Copy every one of the items below word for word, changing nothing.

Items from a dataset
* BEGIN *
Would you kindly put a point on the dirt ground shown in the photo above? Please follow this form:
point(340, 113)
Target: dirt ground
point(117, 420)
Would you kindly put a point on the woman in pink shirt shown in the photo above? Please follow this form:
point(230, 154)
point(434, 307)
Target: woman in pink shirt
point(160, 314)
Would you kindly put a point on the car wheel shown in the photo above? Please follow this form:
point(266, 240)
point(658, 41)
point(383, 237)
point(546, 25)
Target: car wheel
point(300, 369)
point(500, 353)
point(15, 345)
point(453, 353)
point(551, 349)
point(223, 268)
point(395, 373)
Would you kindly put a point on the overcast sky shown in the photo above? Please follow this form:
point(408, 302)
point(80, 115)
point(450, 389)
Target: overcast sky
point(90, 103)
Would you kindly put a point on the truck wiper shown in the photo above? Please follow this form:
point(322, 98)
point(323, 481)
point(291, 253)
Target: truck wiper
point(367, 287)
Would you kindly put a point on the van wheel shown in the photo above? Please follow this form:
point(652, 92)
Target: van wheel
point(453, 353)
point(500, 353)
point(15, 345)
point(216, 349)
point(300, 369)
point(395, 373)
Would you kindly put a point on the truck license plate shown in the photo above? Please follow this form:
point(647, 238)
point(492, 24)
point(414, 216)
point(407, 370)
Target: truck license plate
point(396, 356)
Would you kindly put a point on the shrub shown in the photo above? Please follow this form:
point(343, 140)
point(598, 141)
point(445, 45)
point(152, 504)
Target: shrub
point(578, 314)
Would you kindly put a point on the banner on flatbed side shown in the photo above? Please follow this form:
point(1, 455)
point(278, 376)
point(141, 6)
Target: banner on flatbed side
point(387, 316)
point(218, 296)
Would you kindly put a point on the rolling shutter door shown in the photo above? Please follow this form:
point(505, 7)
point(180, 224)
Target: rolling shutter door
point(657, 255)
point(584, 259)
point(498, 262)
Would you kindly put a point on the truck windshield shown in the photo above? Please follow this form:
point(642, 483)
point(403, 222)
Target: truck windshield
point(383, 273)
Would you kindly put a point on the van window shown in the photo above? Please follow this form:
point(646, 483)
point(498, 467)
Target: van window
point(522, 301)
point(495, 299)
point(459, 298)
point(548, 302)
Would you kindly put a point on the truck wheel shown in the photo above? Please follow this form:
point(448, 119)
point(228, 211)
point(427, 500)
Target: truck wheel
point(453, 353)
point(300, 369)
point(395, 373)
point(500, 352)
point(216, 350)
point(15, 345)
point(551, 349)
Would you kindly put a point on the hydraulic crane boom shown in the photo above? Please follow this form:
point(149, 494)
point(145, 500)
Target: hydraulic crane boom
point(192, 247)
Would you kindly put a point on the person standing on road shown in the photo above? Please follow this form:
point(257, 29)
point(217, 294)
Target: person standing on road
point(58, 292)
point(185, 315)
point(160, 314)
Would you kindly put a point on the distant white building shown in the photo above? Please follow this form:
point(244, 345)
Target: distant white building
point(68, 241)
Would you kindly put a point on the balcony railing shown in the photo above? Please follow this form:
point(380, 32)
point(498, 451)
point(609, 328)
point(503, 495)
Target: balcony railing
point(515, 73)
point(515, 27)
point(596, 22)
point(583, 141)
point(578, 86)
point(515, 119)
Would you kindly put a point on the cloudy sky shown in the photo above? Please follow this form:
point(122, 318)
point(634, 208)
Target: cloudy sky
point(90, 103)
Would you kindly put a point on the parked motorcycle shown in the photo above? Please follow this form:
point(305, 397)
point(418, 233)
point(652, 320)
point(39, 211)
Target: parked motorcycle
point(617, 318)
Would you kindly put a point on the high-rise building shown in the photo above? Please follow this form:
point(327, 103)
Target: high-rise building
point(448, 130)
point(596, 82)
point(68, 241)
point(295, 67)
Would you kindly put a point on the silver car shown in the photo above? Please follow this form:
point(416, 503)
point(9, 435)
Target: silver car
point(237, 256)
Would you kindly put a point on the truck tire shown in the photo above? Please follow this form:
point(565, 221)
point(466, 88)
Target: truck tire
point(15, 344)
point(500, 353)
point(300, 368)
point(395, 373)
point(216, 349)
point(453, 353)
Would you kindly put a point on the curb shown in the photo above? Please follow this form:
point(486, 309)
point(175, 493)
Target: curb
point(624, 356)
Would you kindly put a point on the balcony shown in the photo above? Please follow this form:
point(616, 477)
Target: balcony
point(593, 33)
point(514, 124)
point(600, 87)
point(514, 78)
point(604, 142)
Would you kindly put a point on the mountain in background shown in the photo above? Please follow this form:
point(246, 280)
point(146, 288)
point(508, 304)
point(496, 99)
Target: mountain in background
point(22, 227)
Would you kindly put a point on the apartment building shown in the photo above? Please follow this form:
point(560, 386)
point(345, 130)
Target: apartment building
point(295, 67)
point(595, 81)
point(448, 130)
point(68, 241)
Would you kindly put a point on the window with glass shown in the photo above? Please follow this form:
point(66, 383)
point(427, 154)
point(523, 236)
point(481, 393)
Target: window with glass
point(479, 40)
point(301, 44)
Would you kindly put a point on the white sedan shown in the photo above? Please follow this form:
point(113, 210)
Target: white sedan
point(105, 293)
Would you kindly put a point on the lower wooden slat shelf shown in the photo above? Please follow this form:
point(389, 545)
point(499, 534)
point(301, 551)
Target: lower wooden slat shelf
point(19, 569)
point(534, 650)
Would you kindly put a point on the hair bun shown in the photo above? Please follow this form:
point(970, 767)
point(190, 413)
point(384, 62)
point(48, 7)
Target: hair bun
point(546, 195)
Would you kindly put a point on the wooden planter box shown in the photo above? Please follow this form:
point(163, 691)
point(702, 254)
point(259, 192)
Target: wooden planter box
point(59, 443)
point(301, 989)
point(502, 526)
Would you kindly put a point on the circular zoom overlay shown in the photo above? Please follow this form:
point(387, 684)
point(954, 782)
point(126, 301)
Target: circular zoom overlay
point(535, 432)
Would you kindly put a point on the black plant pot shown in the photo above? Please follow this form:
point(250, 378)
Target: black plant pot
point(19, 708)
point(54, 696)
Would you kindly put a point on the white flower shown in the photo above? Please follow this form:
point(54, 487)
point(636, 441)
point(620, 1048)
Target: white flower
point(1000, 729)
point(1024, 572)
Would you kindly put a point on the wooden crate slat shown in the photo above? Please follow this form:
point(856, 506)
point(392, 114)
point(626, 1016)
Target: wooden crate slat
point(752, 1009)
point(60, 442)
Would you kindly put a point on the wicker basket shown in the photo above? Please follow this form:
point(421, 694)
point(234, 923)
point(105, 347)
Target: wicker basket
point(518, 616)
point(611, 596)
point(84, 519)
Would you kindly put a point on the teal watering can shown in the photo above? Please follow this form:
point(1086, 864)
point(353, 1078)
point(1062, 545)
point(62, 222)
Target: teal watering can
* END *
● **ANSWER FOR THE TASK**
Would you kindly put a point on the dirt ground shown in the photo above? Please follow this form:
point(340, 113)
Target: dirt ground
point(117, 420)
Would you kindly put a point on the woman in pink shirt shown in the photo above? Please follow this form:
point(230, 154)
point(434, 307)
Target: woman in pink shirt
point(160, 314)
Would you kindly put a point on the car wheel shown in the photo above? Please follow this form:
point(266, 240)
point(658, 41)
point(383, 237)
point(546, 25)
Target: car wheel
point(300, 369)
point(500, 353)
point(15, 345)
point(453, 353)
point(551, 349)
point(223, 268)
point(395, 373)
Would you kindly put a point on the overcast sky shown in the photo above? Please follow this form:
point(408, 302)
point(80, 115)
point(450, 389)
Target: overcast sky
point(90, 103)
Would you kindly put a point on the truck wiper shown in the photo above? Please follow this form:
point(322, 98)
point(323, 481)
point(291, 253)
Target: truck wiper
point(367, 287)
Would you kindly put a point on the van wheel shown in the photo above? Please follow this form:
point(652, 92)
Target: van wheel
point(453, 353)
point(500, 353)
point(15, 345)
point(216, 349)
point(300, 369)
point(395, 373)
Would you kindly put a point on the truck license plate shown in the photo above? Please follow this form:
point(647, 238)
point(492, 24)
point(414, 216)
point(407, 370)
Target: truck license plate
point(396, 356)
Would you kindly put a point on the shrub shown in the photo above? Please follow this form:
point(343, 140)
point(598, 141)
point(445, 45)
point(152, 504)
Target: shrub
point(578, 314)
Would you kindly put a point on the banner on flatbed side shown in the photo above? Please follow this form:
point(1, 455)
point(278, 376)
point(141, 6)
Target: banner on flatbed side
point(387, 316)
point(218, 296)
Would you kindly put a point on the rolling shutter door shown in the photo above? Please follow this form:
point(505, 7)
point(180, 224)
Target: rolling shutter door
point(657, 255)
point(584, 259)
point(498, 262)
Would you kindly put a point on the truck windshield shown in the photo above? Please follow this form:
point(642, 483)
point(403, 222)
Target: truck windshield
point(383, 273)
Would you kindly put a point on the van window shown in the photo above? Please follow this form:
point(646, 483)
point(498, 467)
Target: van window
point(522, 301)
point(495, 299)
point(459, 298)
point(548, 302)
Would you kindly put a point on the truck wheel shown in the photo above? Please follow this form:
point(448, 119)
point(228, 211)
point(427, 500)
Target: truck wheel
point(453, 353)
point(300, 369)
point(395, 373)
point(500, 352)
point(216, 350)
point(15, 345)
point(551, 349)
Would you kindly put a point on the hydraulic crane boom shown in the photo above? Please follow this form:
point(149, 494)
point(145, 500)
Target: hydraulic crane boom
point(192, 247)
Would you kindly put a point on the person standing on road shown in the photo above? Please follow this form:
point(257, 29)
point(217, 294)
Target: person standing on road
point(58, 292)
point(185, 315)
point(160, 314)
Would you kindly put a point on the distant white building shown in the photo above? Please follow this form:
point(244, 345)
Target: distant white building
point(68, 241)
Would you kindly put a point on the balcony railing shown in the photo above? Please follow this form:
point(380, 32)
point(498, 451)
point(609, 328)
point(503, 495)
Target: balcony railing
point(515, 73)
point(515, 27)
point(596, 22)
point(583, 141)
point(578, 86)
point(515, 119)
Would you kindly put a point on the cloudy sky shown in the photo above? Please follow this form:
point(122, 318)
point(634, 208)
Target: cloudy sky
point(90, 103)
Would you kindly put a point on the parked motorcycle shown in the photo above? Please follow this form:
point(305, 397)
point(418, 233)
point(652, 320)
point(39, 211)
Target: parked motorcycle
point(617, 318)
Would you kindly put a point on the high-rise building shown in the photo above? Please follow this form:
point(327, 103)
Target: high-rise building
point(448, 130)
point(596, 82)
point(68, 241)
point(295, 67)
Would you kindly put a point on the silver car shown in the photo above? Please follow this form:
point(416, 503)
point(9, 435)
Target: silver car
point(237, 256)
Would you kindly put a point on the truck tire shown in the photo above? Please follow this form:
point(565, 221)
point(466, 88)
Target: truck tire
point(15, 344)
point(500, 353)
point(300, 368)
point(395, 373)
point(216, 349)
point(453, 353)
Would you kindly put a point on the curb shown in the photo above? Please follow this form:
point(486, 309)
point(175, 493)
Target: curb
point(624, 356)
Would you kindly put a point on the balcony shown in the photo above? Please follow this form:
point(616, 477)
Target: balcony
point(593, 33)
point(514, 124)
point(600, 87)
point(514, 78)
point(604, 142)
Would you kindly put a point on the mountain in background shown in the photo above? Please follow this form:
point(246, 280)
point(146, 288)
point(508, 304)
point(496, 99)
Target: mountain in background
point(22, 227)
Would you kindly put a point on the apartment building shown in the photo above? Please follow this form:
point(560, 386)
point(345, 130)
Target: apartment building
point(295, 67)
point(595, 81)
point(448, 130)
point(68, 241)
Would you kindly put a point on the window with glass shown in the photo above? Please follow this form:
point(66, 383)
point(427, 154)
point(523, 236)
point(481, 393)
Target: window with glass
point(479, 40)
point(301, 44)
Would you kindly put a point on the white sedan shown in the photo above? Please follow this form:
point(113, 210)
Target: white sedan
point(105, 293)
Would you kindly put a point on the lower wooden slat shelf shown in the photo above? Please follow this form:
point(389, 545)
point(499, 534)
point(301, 551)
Target: lower wooden slat shelf
point(19, 569)
point(534, 650)
Would you kindly put a point on the hair bun shown in the photo above? Please follow this form:
point(970, 767)
point(190, 413)
point(384, 62)
point(48, 7)
Target: hair bun
point(546, 195)
Would you kindly put a point on the wooden planter box shown in the photo above? Please follow this form:
point(163, 691)
point(702, 254)
point(259, 192)
Target: wooden planter box
point(59, 443)
point(301, 989)
point(502, 526)
Would you kindly put a point on the circular zoom overlay shown in the photo above? Please follow this form:
point(387, 684)
point(954, 782)
point(126, 301)
Target: circular zoom overlay
point(535, 432)
Would you kindly put a point on the black plant pot shown in the photo above? Please follow this form:
point(250, 378)
Target: black plant pot
point(19, 708)
point(54, 696)
Would you kindly put a point on the white flower shown in the photo above? Please follow this form:
point(54, 487)
point(636, 441)
point(620, 1048)
Target: white flower
point(1000, 729)
point(1024, 572)
Would you kindly put a point on the wooden crate slat shown in the photo above? Please follow this form:
point(856, 506)
point(392, 114)
point(626, 1016)
Target: wooden crate slat
point(752, 1009)
point(60, 442)
Would you kindly put a point on the wicker basket shown in the photo above? Please follow this form:
point(421, 694)
point(234, 923)
point(105, 347)
Target: wicker basket
point(518, 616)
point(611, 596)
point(84, 519)
Would you kindly put a point on the teal watering can shown in the photo above? Please follow this form:
point(1086, 864)
point(353, 1078)
point(1062, 545)
point(62, 222)
Target: teal watering can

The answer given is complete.